**Problem:** In the material below, the required lines run from the one containing "Target: column capital" through the one containing "Target: painted mural". Copy those lines exactly, ends included, and nothing else.

**Given records:**
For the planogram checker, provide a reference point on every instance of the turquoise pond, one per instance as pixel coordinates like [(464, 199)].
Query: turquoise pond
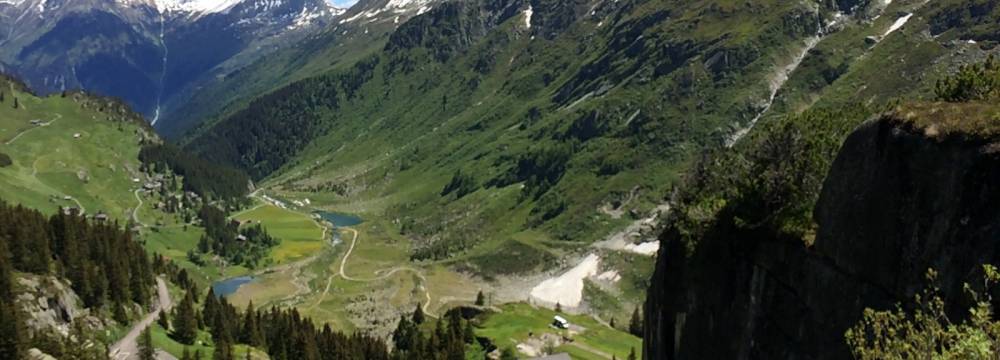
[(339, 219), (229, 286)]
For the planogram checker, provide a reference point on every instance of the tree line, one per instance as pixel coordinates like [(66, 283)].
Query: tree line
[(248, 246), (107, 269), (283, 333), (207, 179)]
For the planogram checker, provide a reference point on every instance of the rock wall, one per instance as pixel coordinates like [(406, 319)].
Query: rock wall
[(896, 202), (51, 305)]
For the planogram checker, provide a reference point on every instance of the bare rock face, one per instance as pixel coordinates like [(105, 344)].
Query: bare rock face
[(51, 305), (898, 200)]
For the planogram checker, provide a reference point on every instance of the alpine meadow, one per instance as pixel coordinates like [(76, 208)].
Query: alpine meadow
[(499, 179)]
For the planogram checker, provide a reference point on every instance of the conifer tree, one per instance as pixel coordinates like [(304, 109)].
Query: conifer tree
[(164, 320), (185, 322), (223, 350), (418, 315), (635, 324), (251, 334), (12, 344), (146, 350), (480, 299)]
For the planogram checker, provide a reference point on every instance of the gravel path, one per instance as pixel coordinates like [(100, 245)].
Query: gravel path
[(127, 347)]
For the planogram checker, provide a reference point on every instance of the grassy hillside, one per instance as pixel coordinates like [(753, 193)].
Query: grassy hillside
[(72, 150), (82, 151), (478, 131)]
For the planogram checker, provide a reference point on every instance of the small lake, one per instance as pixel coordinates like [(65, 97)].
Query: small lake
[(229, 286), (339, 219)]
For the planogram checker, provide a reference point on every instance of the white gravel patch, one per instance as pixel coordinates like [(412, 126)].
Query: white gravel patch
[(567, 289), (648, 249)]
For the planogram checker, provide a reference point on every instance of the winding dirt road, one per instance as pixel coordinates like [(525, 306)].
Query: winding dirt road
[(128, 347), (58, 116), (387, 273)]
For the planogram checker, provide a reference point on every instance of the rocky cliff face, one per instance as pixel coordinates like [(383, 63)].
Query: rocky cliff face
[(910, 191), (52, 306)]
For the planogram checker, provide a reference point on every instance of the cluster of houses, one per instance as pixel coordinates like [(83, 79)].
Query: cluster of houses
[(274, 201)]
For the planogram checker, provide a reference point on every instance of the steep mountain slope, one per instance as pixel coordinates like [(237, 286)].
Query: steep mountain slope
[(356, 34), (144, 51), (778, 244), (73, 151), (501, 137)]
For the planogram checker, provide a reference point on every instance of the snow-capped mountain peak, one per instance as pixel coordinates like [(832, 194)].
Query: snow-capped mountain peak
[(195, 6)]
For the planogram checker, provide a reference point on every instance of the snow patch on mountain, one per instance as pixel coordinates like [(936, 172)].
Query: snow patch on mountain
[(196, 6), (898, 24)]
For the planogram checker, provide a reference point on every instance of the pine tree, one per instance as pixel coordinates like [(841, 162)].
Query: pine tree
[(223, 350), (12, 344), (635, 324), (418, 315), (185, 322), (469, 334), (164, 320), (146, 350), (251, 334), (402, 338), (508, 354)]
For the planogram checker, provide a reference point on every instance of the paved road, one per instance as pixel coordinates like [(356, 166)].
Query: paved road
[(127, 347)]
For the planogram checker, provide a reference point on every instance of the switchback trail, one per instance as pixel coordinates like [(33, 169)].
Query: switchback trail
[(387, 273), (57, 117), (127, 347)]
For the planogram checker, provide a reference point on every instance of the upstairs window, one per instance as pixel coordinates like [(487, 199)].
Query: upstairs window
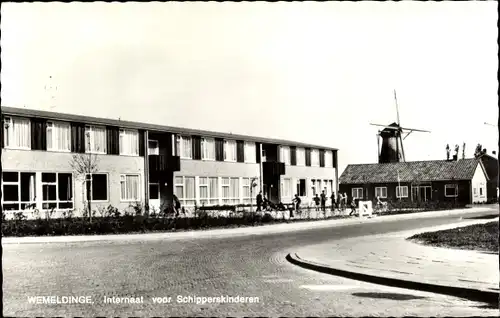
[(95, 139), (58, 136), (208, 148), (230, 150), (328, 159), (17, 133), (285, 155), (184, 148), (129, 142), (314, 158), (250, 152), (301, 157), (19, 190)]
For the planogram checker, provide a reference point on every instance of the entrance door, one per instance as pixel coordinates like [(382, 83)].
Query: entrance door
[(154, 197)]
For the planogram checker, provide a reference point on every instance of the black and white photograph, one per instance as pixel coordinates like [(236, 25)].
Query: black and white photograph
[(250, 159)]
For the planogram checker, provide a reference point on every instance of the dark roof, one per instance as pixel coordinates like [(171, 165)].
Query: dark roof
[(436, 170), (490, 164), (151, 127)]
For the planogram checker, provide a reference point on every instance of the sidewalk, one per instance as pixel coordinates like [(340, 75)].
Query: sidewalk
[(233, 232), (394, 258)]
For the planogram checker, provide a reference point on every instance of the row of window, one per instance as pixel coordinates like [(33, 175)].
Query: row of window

==

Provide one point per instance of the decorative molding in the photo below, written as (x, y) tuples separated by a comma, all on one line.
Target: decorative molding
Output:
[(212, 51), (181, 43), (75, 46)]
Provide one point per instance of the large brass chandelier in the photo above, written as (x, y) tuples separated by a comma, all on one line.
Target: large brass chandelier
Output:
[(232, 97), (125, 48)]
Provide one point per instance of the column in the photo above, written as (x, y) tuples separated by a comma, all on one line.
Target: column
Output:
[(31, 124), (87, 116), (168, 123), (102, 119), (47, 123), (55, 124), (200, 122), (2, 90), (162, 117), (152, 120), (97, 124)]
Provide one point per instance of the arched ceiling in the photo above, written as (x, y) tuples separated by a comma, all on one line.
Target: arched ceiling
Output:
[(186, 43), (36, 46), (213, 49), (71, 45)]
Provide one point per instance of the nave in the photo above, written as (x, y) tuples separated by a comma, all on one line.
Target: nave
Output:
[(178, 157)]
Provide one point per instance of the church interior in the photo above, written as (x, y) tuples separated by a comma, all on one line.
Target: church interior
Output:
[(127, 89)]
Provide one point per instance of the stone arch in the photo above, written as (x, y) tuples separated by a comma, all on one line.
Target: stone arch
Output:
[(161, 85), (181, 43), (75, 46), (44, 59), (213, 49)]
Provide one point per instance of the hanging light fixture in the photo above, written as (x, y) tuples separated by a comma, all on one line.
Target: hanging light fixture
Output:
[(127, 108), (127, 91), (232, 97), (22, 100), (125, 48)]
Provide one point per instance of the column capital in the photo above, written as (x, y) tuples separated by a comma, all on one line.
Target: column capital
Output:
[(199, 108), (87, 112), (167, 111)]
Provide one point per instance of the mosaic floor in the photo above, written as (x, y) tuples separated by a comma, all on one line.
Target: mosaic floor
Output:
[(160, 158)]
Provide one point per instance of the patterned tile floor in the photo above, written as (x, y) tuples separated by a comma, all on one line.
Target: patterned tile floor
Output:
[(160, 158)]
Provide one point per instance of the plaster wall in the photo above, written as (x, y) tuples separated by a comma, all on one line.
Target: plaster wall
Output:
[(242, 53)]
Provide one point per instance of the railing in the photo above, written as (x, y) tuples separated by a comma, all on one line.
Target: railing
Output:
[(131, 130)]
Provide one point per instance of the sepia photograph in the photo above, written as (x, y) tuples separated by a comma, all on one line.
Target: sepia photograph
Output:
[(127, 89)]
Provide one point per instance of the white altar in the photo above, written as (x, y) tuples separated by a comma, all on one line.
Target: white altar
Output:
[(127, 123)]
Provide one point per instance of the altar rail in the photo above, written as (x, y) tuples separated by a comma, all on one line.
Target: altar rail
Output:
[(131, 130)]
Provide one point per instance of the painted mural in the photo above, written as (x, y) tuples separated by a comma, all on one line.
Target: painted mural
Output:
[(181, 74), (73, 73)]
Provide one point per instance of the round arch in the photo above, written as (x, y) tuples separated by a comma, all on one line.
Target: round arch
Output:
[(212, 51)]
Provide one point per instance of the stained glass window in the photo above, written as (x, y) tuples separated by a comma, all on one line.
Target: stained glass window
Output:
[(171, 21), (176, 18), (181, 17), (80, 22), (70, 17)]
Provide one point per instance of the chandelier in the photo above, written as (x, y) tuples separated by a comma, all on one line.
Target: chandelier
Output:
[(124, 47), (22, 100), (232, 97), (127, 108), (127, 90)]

**Exercise solution:**
Target: column capital
Output:
[(199, 108), (87, 112), (167, 111)]
Provide one point per instance of the mosaic floor in the photo above, written as (x, y) tuples separated by a comma, all on one line.
Target: mosaic floor
Output:
[(160, 158)]
Provide one point per instance of the patterned tile floor in the photo above, written as (x, y) tuples separated by a comma, all on one line.
Target: patterned tile floor
Output:
[(160, 158)]
Provide one point per instance of the plaster wall in the photo above, written as (x, y) tuples separated by a comma, all on one line.
Target: plaster wall
Output:
[(242, 53)]
Provide one point per instance of the railing in the photo above, written as (x, y) tuples separated by a comma, all on one line.
Target: railing
Output:
[(131, 130)]
Provide one point per instance of the sepia photograph in the photo above, written as (x, y) tuples separated by a comma, all on one line.
Target: sepia photograph
Output:
[(127, 89)]
Provide one point per instance of the white altar in the photo above, written as (x, y) tuples separated by a comma, all on one line.
Target: white altar
Output:
[(127, 123)]
Provide one point per instance of the altar rail in the photo above, written as (x, y) tuples separated by a comma, all on one line.
Target: altar rail
Output:
[(131, 130)]
Provide one point per instance of the painted mural in the photo above, written as (x, y) tuples separated by a comma, all on one line.
Target: painted mural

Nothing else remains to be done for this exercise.